### DESCRIPTION OF THE TASK:
Scale the material below, from the line that contains "the bat barrel." up to and including the line that contains "[353,173,423,189]", and reproduce only those lines, including their request lines, with every bounding box coordinate in the answers multiplied by 2.55 and rounded to a whole number, halves rounded up. Omit the pictures from your reply.

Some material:
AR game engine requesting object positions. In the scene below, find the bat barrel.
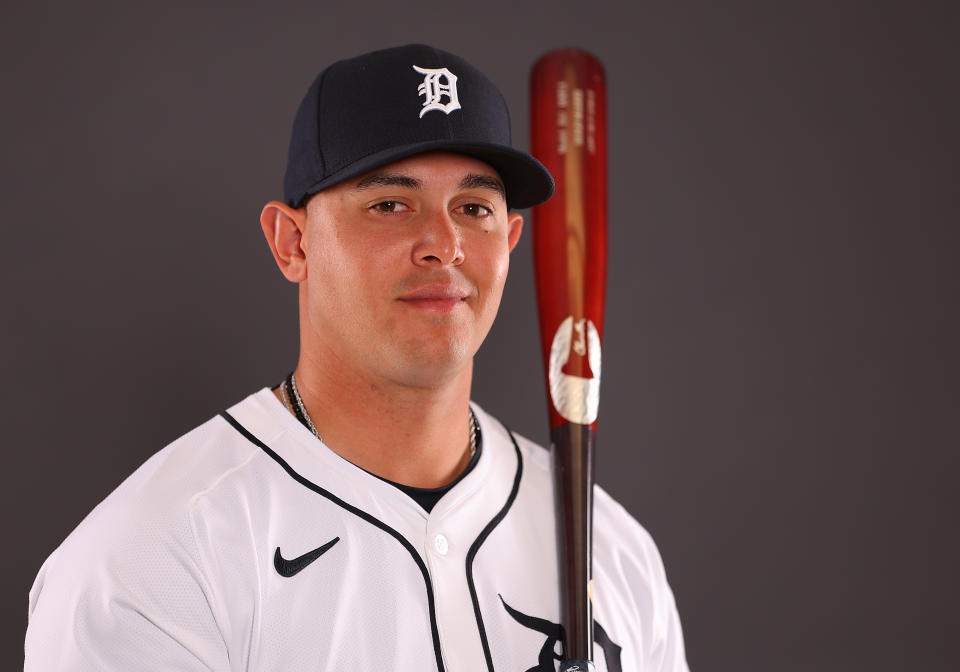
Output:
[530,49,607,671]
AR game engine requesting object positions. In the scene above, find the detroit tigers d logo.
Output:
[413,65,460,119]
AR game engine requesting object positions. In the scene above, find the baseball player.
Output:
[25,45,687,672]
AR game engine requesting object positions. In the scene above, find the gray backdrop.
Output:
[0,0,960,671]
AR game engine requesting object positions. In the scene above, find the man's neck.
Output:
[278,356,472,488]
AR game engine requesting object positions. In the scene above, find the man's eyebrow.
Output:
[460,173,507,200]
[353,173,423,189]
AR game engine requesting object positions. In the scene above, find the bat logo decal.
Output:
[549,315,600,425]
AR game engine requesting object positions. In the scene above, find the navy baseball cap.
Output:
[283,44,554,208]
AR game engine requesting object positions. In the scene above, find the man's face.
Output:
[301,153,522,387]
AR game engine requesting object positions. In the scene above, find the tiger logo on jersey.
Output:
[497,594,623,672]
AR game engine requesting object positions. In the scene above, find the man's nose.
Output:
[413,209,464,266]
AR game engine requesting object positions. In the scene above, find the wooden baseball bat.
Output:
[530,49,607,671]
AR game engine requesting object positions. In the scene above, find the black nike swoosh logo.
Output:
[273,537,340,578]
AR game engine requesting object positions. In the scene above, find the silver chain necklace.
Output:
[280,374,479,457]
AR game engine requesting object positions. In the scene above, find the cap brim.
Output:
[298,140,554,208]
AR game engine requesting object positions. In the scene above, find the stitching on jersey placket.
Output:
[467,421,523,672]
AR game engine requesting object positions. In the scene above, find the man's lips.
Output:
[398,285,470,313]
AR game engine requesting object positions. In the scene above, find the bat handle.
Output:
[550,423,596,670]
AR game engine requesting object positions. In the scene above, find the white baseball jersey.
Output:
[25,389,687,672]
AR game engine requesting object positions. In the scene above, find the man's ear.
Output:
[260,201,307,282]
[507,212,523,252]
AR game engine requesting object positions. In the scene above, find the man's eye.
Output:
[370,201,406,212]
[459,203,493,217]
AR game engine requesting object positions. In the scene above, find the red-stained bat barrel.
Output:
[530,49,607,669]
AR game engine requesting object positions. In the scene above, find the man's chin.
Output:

--

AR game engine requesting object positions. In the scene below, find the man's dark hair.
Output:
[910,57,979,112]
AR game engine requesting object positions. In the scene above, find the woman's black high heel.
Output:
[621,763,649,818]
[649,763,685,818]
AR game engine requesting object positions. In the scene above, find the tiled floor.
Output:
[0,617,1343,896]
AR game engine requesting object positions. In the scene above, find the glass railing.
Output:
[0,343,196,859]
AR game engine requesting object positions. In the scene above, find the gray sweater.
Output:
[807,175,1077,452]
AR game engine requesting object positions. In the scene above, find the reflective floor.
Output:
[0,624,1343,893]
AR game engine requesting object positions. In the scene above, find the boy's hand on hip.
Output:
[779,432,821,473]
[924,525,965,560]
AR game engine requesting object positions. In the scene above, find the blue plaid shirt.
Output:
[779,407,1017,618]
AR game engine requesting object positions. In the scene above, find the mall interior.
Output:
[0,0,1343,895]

--

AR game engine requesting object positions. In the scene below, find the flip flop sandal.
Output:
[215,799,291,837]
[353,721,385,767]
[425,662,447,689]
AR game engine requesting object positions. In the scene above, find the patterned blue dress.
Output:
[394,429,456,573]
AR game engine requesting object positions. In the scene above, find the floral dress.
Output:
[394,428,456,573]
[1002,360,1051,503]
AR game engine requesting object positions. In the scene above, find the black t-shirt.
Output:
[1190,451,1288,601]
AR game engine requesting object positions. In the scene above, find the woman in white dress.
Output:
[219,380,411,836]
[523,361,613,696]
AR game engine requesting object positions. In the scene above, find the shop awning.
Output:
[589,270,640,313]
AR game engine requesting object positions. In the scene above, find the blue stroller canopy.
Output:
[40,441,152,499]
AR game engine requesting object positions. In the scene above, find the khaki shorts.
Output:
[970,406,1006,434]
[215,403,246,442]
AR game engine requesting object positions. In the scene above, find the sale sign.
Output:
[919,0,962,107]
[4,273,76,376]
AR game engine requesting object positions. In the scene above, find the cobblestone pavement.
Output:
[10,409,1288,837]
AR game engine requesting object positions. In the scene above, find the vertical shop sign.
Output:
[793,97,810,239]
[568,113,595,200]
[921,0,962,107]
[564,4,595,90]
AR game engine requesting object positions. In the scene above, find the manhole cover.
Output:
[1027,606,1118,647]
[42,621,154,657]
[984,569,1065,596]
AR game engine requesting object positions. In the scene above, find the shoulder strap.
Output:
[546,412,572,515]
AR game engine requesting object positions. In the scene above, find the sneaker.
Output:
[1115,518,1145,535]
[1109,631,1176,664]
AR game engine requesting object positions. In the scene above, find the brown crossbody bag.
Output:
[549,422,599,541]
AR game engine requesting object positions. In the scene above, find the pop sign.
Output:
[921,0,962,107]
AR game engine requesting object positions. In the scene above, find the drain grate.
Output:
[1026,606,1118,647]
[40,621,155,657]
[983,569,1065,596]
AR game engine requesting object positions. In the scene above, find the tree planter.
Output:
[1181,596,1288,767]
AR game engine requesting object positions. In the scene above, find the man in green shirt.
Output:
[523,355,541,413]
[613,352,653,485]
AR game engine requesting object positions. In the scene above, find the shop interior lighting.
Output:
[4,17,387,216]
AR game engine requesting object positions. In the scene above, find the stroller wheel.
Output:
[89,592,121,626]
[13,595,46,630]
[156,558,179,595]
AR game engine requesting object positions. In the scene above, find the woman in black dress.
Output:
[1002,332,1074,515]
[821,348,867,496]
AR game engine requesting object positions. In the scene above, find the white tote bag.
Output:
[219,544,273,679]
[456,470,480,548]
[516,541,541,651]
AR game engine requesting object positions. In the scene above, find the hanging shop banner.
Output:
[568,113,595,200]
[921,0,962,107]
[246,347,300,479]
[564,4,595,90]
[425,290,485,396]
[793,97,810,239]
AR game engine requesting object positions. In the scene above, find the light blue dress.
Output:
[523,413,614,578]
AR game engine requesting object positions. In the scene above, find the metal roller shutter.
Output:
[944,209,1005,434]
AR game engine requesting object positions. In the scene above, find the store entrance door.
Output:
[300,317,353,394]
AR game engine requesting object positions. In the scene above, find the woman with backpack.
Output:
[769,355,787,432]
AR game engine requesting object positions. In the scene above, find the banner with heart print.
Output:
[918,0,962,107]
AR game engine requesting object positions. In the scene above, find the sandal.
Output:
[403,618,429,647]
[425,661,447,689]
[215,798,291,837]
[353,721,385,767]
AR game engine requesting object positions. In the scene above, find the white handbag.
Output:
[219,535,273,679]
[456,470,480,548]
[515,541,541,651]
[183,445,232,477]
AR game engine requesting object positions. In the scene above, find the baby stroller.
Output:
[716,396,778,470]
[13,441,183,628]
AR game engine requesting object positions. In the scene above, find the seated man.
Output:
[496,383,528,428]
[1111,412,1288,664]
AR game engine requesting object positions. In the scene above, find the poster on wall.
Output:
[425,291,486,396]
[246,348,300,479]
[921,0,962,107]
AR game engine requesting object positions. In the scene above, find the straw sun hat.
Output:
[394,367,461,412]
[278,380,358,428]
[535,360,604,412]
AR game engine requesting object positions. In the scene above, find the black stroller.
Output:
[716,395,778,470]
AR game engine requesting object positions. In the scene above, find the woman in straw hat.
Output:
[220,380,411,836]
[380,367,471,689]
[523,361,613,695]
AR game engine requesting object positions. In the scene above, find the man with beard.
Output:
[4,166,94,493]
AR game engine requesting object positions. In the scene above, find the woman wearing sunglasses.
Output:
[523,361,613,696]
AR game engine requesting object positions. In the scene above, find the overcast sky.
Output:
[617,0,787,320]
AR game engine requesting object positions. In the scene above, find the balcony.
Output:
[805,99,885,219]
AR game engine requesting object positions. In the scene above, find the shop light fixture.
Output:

### ANSWER TO THE EXERCISE:
AR game engine requesting object positions. In the scene below, find the bat barrel.
Output:
[1352,125,1548,1711]
AR game engine requesting object positions. In the scene above, find the detroit tigers d logo.
Output:
[1053,166,1173,303]
AR game engine requesting object positions. In the scene above, find the baseball player.
Output:
[64,115,1752,1714]
AR game engine requesting object positions. In the scene above, find the gray backdrop.
Output:
[0,0,2448,1711]
AR game engine requesting object positions. In the scene above, find the man's neck.
Output:
[709,908,1204,1244]
AR game engine requesting object positions. In the scene above, find the man's eyebrow.
Output:
[1173,441,1293,510]
[900,441,1079,482]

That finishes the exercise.